▶ **EXERCISE AIM**
Take the records underneath and set them down exactly.

** START OF SUPPLIED RECORDS **

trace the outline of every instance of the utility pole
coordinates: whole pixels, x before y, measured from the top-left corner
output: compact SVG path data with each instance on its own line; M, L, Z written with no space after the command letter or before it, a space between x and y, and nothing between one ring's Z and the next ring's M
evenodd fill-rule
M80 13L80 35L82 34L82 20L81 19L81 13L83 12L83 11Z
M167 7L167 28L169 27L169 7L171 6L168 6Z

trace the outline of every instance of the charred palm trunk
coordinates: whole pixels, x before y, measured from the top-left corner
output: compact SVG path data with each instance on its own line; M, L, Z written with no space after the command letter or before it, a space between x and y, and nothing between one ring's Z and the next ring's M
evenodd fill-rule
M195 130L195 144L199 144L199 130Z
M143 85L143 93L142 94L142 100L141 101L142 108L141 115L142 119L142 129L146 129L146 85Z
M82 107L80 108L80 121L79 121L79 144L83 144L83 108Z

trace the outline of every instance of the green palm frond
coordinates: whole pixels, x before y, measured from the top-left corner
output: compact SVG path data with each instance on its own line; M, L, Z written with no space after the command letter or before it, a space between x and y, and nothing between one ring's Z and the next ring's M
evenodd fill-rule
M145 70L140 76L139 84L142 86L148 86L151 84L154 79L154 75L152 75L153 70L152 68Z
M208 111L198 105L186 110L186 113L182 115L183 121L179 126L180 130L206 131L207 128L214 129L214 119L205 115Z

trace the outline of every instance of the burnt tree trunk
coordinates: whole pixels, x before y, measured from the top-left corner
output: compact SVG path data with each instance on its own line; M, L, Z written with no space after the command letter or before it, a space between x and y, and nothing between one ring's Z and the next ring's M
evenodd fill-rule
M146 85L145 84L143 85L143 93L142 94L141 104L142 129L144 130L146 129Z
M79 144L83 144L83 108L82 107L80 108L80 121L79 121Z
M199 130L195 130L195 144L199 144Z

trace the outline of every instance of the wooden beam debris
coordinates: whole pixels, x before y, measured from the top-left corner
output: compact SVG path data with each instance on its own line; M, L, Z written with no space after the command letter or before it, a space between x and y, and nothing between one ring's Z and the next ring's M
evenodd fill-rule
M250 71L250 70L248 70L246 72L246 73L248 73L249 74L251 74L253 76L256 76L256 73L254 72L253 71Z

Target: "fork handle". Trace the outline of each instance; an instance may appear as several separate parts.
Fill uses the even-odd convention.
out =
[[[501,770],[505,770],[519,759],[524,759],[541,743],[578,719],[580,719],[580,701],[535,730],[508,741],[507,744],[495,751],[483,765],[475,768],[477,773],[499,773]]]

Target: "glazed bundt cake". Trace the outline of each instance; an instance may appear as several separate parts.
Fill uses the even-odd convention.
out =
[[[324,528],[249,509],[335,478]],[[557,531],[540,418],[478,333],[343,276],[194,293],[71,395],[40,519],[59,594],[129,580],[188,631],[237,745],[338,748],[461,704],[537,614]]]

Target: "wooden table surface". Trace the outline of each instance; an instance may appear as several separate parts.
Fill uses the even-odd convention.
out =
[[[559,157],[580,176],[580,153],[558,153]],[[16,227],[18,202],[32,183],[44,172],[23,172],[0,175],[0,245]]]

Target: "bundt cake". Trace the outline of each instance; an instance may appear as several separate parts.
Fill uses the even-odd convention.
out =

** END OF SUPPLIED RECORDS **

▶ **RESULT OF THE TASK**
trace the outline of every instance of the utility pole
coordinates: whole pixels, x before y, measured from the top-left corner
output: compact SVG path data with each instance on its own line; M, L, Z written with no space after the command letter or before it, a space between x and y, and nothing between one ring's Z and the next ring's M
evenodd fill-rule
M80 13L80 35L82 34L82 20L81 19L81 13L83 12L83 11Z
M167 7L167 28L169 27L169 7L171 6L168 6Z

trace the outline of every instance of the charred palm trunk
coordinates: whole pixels, x before y, measured from the top-left corner
output: compact SVG path data with each instance on its own line; M, L, Z written with no space after the command letter or before it, a space between x and y, and nothing between one ring's Z and the next ring's M
evenodd fill-rule
M195 130L195 144L199 144L199 130Z
M143 85L143 93L142 94L142 100L141 101L142 108L141 115L142 119L142 129L146 129L146 85Z
M82 107L80 108L80 121L79 121L79 144L83 144L83 108Z

trace the outline of every instance of the green palm frond
coordinates: whole pixels, x before y, measured from the top-left corner
output: compact SVG path data with each instance on its own line; M, L, Z written with no space after the command letter or before it, a space between x and y, and nothing between one ring's Z and the next ring's M
evenodd fill-rule
M145 70L140 76L139 84L142 86L148 86L151 84L154 79L154 75L152 75L153 70L152 68Z
M208 111L198 105L186 110L186 113L182 115L183 121L179 126L180 130L206 131L207 128L214 129L214 119L205 115Z

trace the outline of every instance of the burnt tree trunk
coordinates: whole pixels, x before y, measured from the top-left corner
output: compact SVG path data with each instance on its own line; M, L, Z written with no space after the command letter or before it, a space between x and y, and nothing between one ring's Z and the next ring's M
evenodd fill-rule
M146 85L145 84L143 85L143 93L142 94L141 104L142 129L144 130L146 129Z
M79 144L83 144L83 108L82 107L80 108L80 121L79 121Z
M199 130L195 130L195 144L199 144Z

trace the outline of every instance of the wooden beam debris
coordinates: whole pixels, x before y, measured from the top-left corner
output: compact SVG path data with each instance on its own line; M, L, Z written with no space after the command letter or before it, a space between x and y, and nothing between one ring's Z and the next ring's M
evenodd fill-rule
M250 71L250 70L248 70L246 72L246 73L248 73L249 74L251 74L253 76L256 76L256 73L254 72L253 71Z

Target: "fork handle". Trace the outline of each instance; an instance may appear as several separate parts.
Fill uses the even-odd convention.
out =
[[[501,770],[505,770],[519,759],[524,759],[541,743],[578,719],[580,719],[580,701],[535,730],[508,741],[507,744],[495,751],[483,765],[475,768],[477,773],[499,773]]]

Target: "glazed bundt cake". Trace the outline of each instance; an instance may appear as several separate parts.
Fill uses the even-odd convention.
out =
[[[324,528],[249,509],[335,478]],[[557,531],[540,418],[478,333],[343,276],[194,293],[71,395],[40,519],[59,594],[129,580],[188,631],[237,745],[338,748],[461,704],[537,614]]]

Target: "wooden table surface". Trace the outline of each instance; an instance may appear as several separate parts.
Fill uses the even-odd convention.
out =
[[[559,157],[580,176],[580,153],[558,153]],[[16,227],[18,202],[32,183],[44,172],[23,172],[0,175],[0,245]]]

Target: "bundt cake". Trace the outline of each instance; an instance may appear as several separate parts.
Fill uses the even-odd convention.
out =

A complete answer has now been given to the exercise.